• **TASK DATA**
BEGIN

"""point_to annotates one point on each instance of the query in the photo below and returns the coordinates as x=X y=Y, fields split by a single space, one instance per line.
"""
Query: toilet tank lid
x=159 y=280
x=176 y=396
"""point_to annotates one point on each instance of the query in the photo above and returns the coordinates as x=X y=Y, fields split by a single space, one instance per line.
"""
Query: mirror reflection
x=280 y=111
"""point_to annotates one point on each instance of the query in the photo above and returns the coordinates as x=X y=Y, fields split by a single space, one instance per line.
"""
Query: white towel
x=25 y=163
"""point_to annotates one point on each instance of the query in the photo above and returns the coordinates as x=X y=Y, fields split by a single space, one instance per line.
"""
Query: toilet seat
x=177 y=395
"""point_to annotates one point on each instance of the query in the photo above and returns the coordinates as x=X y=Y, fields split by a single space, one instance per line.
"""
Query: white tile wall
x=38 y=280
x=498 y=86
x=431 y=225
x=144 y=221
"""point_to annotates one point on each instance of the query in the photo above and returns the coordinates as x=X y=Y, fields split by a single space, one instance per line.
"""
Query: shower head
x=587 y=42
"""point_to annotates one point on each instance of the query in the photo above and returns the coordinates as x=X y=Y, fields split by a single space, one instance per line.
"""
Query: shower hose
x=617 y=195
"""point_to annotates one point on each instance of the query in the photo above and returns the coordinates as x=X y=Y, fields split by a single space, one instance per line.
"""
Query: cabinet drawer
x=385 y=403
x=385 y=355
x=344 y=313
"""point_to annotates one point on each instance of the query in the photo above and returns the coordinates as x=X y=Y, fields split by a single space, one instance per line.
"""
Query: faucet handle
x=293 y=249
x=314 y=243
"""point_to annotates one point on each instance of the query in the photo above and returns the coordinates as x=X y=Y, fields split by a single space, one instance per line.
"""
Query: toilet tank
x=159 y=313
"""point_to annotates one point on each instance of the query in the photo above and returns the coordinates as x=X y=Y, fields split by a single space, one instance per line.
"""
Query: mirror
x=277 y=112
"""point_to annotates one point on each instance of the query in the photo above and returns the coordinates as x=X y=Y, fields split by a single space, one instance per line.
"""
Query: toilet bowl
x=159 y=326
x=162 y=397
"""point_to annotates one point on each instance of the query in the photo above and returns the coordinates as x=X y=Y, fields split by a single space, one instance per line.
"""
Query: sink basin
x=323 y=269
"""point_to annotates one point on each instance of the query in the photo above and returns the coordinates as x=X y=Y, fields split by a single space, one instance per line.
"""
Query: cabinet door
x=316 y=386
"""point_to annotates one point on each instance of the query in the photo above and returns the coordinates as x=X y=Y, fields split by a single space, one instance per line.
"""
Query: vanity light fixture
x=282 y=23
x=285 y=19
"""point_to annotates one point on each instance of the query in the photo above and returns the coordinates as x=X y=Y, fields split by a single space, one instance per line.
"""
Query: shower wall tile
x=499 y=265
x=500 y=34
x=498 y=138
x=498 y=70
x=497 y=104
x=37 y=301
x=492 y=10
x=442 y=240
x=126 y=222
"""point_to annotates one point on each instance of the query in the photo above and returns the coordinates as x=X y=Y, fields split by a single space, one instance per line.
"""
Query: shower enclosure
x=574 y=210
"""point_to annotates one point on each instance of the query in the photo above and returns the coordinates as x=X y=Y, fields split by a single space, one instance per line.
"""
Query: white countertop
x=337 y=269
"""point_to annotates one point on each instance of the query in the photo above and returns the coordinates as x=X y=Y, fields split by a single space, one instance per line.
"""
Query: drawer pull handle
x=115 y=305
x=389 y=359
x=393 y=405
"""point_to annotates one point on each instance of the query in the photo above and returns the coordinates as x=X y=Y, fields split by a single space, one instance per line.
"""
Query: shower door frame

END

• **AIM OF THE EXERCISE**
Send back the whole listing, exactly as written.

• **EXERCISE SOLUTION**
"""point_to annotates one point on each instance of the query in the photo below and returns the coordinates as x=X y=Y, fields split by a single space, one instance per line.
"""
Query: toilet tank lid
x=159 y=280
x=176 y=396
"""point_to annotates one point on each instance of the query in the photo above and returns the coordinates as x=X y=Y, fields split by a single space, one instance per line.
"""
Query: mirror reflection
x=280 y=111
"""point_to annotates one point on each instance of the query in the photo above and returns the coordinates as x=X y=Y, fields split by a single space, one instance per line.
"""
Query: white towel
x=25 y=163
"""point_to annotates one point on each instance of the query in the photo above and returns the coordinates as x=X y=Y, fields split by a single space, one instance per line.
"""
Query: toilet seat
x=177 y=395
"""point_to annotates one point on each instance of the query in the photo above and returns the coordinates as x=X y=Y, fields split by a single space, one instance per line.
"""
Query: white tile wall
x=38 y=280
x=498 y=86
x=431 y=225
x=144 y=221
"""point_to annotates one point on each instance of the query in the photo above and returns the coordinates as x=X y=Y, fields split by a single space, one instance per line.
"""
Query: shower head
x=587 y=42
"""point_to annotates one point on each instance of the query in the photo above and returns the coordinates as x=X y=Y, fields split by a single space, one instance per line.
"""
Query: shower hose
x=617 y=195
"""point_to annotates one point on each instance of the query in the photo above and returns the coordinates as x=X y=Y, fields split by a single space, one instance per line.
"""
Query: cabinet drawer
x=385 y=403
x=385 y=355
x=344 y=313
"""point_to annotates one point on each instance of the query in the photo above and returns the coordinates as x=X y=Y, fields split by a single space, one instance per line.
"""
Query: faucet handle
x=293 y=249
x=314 y=243
"""point_to annotates one point on each instance of the query in the photo above and returns the coordinates as x=X y=Y, fields split by a single space, one instance per line.
"""
Query: toilet tank
x=159 y=313
"""point_to annotates one point on each instance of the query in the photo above and returns the coordinates as x=X y=Y, fields split by a single space, one instance per line.
"""
Query: mirror
x=277 y=112
"""point_to annotates one point on each instance of the query in the photo above and returns the coordinates as x=X y=Y, fields split by a single space, one instance per line.
"""
Query: toilet bowl
x=159 y=326
x=162 y=397
"""point_to annotates one point on each instance of the query in the photo above and returns the coordinates as x=X y=Y, fields split by a single space, one instance per line.
"""
Query: sink basin
x=323 y=269
"""point_to annotates one point on each instance of the query in the photo above and returns the coordinates as x=X y=Y, fields split by a single space, one instance per line.
"""
Query: cabinet door
x=316 y=386
"""point_to annotates one point on each instance of the query in the photo above and returns the coordinates as x=X y=Y, fields split by a single space, one instance per line.
"""
Query: vanity light fixture
x=282 y=23
x=285 y=19
"""point_to annotates one point on each instance of the query in the photo above and returns the coordinates as x=X y=Y, fields split by a single space, one instance per line.
"""
Query: shower wall tile
x=499 y=265
x=500 y=34
x=498 y=138
x=498 y=70
x=497 y=104
x=37 y=301
x=492 y=10
x=442 y=240
x=126 y=222
"""point_to annotates one point on each instance of the query in the photo above and returns the coordinates as x=X y=Y, fields split by a single space, one instance per line.
"""
Query: shower enclosure
x=574 y=210
"""point_to annotates one point on each instance of the query in the photo above and returns the coordinates as x=X y=Y, fields split by a single space, one instance per line.
"""
Query: white countertop
x=337 y=269
"""point_to annotates one point on each instance of the query in the photo above and returns the coordinates as x=X y=Y, fields split by a single space, one instance per line.
"""
Query: drawer pull handle
x=115 y=305
x=389 y=359
x=393 y=405
"""point_to annotates one point on each instance of the query in the photo above and returns the coordinates as x=X y=Y, fields split by a single space, one instance per line.
"""
Query: shower door frame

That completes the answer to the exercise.